Газета выходит с октября 1917 года Saturday 21 декабря 2024

Мы сами на грани нервного срыва

Известный лингвист Максим Кронгауз считает, что чем активнее ведет себя русский язык, тем он благополучнее

С тех пор как царь Петр самолично внес правку в азбуку под названием «Изображение древних и новых письмен славянских, печатных и рукописных», выкинув из нее несколько букв, минуло 305 лет. А много позже — всего 15 лет назад — ЮНЕСКО признала 21 февраля Днем родного языка. Еще позже, в 2007 году, известный лингвист Максим Кронгауз констатировал, что русский язык находится на грани нервного срыва. «Вечёрка» решила побеседовать с профессором, доктором филологических наук Максимом Кронгаузом и узнать, что довело русский язык до такого состояния.
━━━
Задание
Перепечатайте без изменений фрагмент текста о русском языке, начиная со слов «Известный лингвист Максим Кронгауз считает, что» и заканчивая словами «до такого состояния.».
━━━
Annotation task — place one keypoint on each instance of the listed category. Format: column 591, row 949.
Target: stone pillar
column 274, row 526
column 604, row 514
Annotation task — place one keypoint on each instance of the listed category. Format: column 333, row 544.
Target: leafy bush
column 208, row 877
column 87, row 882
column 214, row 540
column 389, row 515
━━━
Полный ответ
Известный лингвист Максим Кронгауз считает, что чем активнее ведет себя русский язык, тем он благополучнее

С тех пор как царь Петр самолично внес правку в азбуку под названием «Изображение древних и новых письмен славянских, печатных и рукописных», выкинув из нее несколько букв, минуло 305 лет. А много позже — всего 15 лет назад — ЮНЕСКО признала 21 февраля Днем родного языка. Еще позже, в 2007 году, известный лингвист Максим Кронгауз констатировал, что русский язык находится на грани нервного срыва. «Вечёрка» решила побеседовать с профессором, доктором филологических наук Максимом Кронгаузом и узнать, что довело русский язык до такого состояния.